§ **Stored records**
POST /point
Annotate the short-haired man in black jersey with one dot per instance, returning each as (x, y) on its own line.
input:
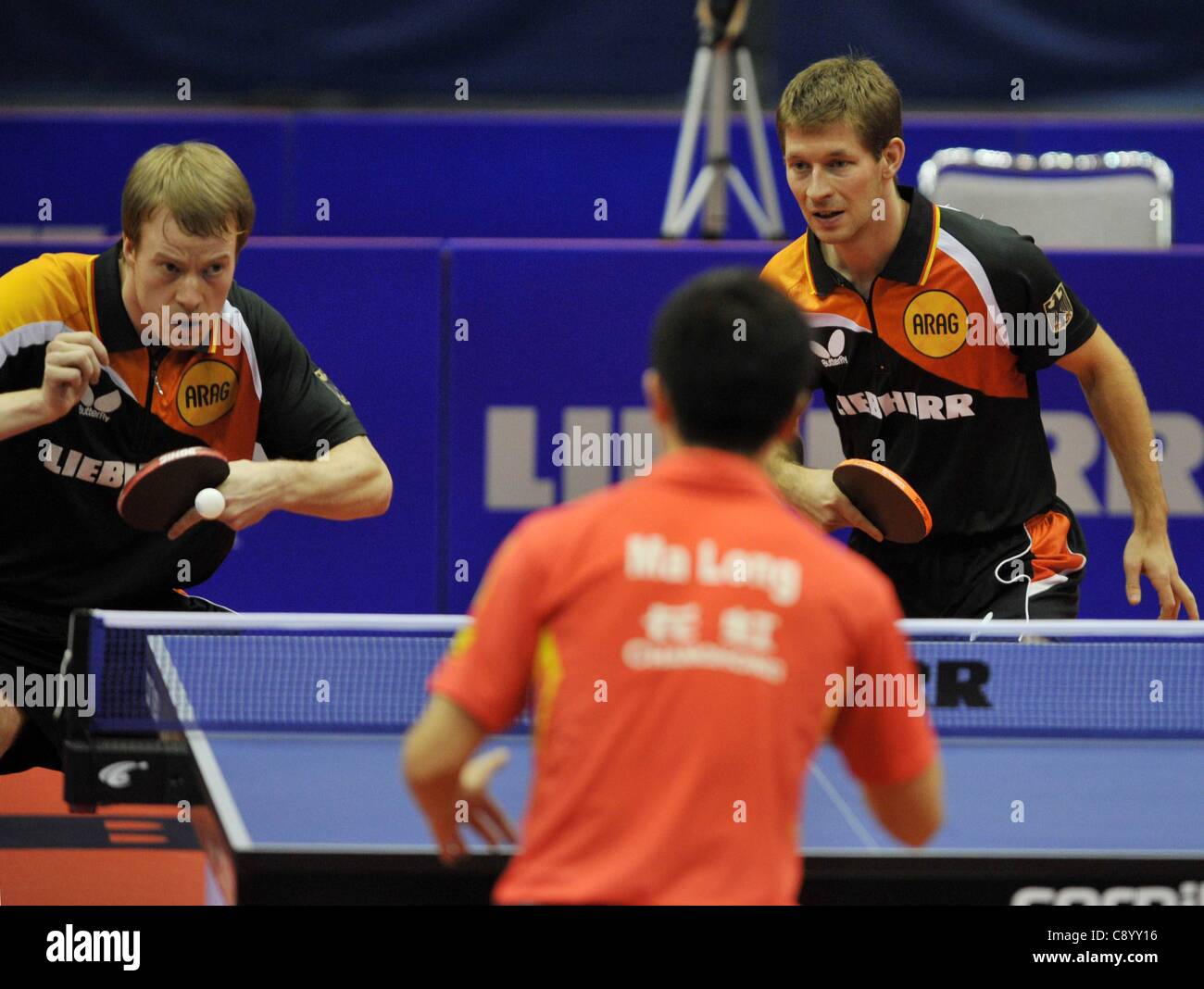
(111, 360)
(931, 326)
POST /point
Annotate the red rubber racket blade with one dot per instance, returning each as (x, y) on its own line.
(164, 490)
(884, 498)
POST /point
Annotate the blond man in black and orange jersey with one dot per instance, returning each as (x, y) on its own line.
(931, 329)
(111, 360)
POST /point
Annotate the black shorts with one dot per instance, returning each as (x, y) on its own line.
(1032, 570)
(32, 643)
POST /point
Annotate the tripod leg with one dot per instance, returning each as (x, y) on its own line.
(755, 121)
(714, 218)
(703, 184)
(687, 139)
(745, 194)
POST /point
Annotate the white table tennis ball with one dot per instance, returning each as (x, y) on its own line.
(209, 503)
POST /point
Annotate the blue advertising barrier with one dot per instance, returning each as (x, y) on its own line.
(490, 175)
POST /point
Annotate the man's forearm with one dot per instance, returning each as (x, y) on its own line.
(1123, 417)
(349, 482)
(20, 412)
(785, 470)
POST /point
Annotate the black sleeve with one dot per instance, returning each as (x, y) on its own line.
(301, 408)
(1064, 322)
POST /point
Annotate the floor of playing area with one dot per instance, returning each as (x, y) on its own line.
(121, 856)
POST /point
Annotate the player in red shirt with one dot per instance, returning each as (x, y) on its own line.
(681, 632)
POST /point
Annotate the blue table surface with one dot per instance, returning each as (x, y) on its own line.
(297, 791)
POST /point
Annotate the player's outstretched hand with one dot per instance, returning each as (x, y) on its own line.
(814, 494)
(1151, 555)
(72, 364)
(480, 810)
(248, 494)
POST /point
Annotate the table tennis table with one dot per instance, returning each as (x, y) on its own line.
(290, 813)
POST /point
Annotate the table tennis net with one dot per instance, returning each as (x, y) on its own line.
(369, 674)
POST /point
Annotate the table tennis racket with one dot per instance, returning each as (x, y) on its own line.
(164, 490)
(885, 499)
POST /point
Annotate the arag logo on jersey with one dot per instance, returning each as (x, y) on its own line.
(934, 324)
(834, 354)
(99, 408)
(206, 393)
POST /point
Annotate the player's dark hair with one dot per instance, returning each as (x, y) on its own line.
(733, 353)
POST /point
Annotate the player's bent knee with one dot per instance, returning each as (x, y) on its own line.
(11, 720)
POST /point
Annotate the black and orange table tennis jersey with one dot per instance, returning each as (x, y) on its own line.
(679, 631)
(934, 374)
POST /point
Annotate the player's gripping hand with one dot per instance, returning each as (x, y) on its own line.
(72, 364)
(482, 812)
(814, 494)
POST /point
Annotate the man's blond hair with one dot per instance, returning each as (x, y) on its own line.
(849, 88)
(199, 184)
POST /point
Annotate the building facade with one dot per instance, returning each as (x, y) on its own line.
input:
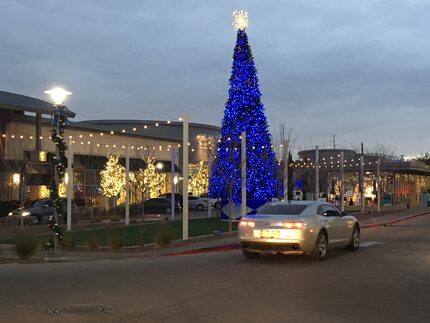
(401, 181)
(25, 146)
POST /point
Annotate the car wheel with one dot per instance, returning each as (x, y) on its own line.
(250, 254)
(199, 207)
(355, 239)
(320, 249)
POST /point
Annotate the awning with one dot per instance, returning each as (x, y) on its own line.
(89, 162)
(135, 164)
(38, 179)
(166, 166)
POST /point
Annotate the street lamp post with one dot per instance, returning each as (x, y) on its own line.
(185, 123)
(58, 96)
(16, 179)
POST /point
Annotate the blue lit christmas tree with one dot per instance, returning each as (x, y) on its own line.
(244, 112)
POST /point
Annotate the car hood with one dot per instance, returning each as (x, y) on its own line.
(273, 217)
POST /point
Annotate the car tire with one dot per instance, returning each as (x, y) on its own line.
(250, 254)
(34, 220)
(320, 250)
(355, 239)
(200, 207)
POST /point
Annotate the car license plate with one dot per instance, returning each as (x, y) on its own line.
(270, 234)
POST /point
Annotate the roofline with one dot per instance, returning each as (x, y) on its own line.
(19, 102)
(126, 121)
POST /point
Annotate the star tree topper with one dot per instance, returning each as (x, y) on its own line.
(240, 20)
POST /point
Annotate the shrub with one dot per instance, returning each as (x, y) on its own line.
(93, 243)
(77, 213)
(25, 247)
(12, 220)
(141, 238)
(163, 237)
(95, 211)
(68, 243)
(117, 210)
(115, 217)
(116, 241)
(134, 209)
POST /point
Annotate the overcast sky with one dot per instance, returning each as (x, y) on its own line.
(357, 69)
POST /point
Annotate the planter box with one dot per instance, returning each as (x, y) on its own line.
(252, 206)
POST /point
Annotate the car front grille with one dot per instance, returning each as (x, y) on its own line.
(273, 247)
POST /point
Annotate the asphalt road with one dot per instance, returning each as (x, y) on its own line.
(387, 280)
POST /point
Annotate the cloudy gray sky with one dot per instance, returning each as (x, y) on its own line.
(357, 69)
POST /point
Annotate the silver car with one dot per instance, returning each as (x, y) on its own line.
(298, 227)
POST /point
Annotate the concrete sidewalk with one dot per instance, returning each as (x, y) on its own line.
(208, 243)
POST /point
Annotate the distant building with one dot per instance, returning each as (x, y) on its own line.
(25, 127)
(401, 181)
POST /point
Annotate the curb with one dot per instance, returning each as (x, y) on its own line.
(388, 223)
(229, 247)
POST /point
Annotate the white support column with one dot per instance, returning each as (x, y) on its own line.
(127, 186)
(185, 176)
(243, 173)
(317, 173)
(341, 180)
(69, 185)
(362, 183)
(378, 183)
(172, 197)
(285, 174)
(209, 174)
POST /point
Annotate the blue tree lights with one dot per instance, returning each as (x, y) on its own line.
(244, 112)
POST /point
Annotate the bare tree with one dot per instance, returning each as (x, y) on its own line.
(382, 151)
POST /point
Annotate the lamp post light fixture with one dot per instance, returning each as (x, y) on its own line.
(58, 95)
(16, 178)
(159, 166)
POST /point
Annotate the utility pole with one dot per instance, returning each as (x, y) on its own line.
(334, 142)
(243, 173)
(317, 173)
(361, 181)
(342, 185)
(285, 159)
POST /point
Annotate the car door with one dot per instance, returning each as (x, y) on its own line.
(339, 224)
(327, 219)
(47, 208)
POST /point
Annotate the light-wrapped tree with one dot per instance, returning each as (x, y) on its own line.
(112, 180)
(199, 180)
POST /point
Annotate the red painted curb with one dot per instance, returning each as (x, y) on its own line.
(237, 246)
(205, 250)
(383, 224)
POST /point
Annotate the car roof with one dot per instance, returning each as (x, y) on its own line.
(306, 202)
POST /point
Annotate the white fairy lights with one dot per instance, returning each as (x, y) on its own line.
(240, 19)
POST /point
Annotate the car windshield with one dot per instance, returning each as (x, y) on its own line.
(38, 203)
(293, 209)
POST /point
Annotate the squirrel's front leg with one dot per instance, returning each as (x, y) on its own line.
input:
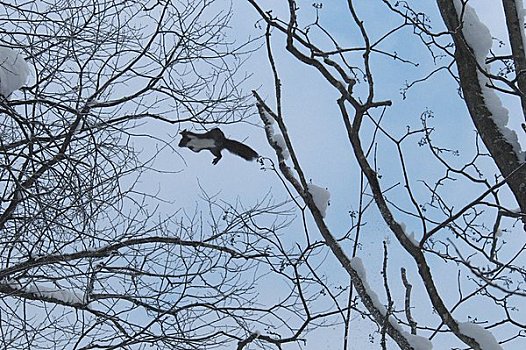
(216, 152)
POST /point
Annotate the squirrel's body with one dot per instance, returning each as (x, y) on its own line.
(215, 141)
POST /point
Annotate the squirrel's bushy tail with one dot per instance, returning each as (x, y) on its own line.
(240, 149)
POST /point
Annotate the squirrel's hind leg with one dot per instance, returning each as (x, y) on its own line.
(216, 152)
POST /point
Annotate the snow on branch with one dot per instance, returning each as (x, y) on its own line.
(479, 39)
(320, 196)
(415, 341)
(58, 295)
(276, 138)
(484, 337)
(13, 71)
(520, 13)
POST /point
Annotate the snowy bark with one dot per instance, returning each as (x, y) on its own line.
(513, 11)
(501, 150)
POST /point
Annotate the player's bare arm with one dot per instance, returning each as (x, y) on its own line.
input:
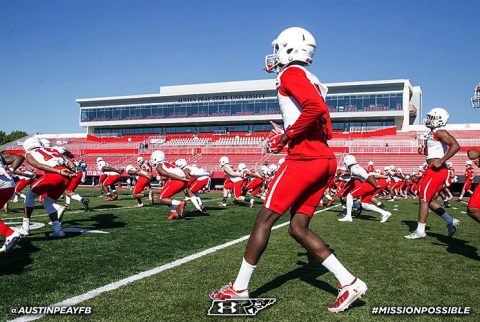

§ **Directive**
Pull out every line of the listing that contains the word "orange".

§ **Solution**
Annotate the blond man in black and orange jersey with one dot per instance, returning each as (x, y) on its own line.
Annotate the black and orange table tennis jersey with one dot per instance, returning each as (x, y) on its own line.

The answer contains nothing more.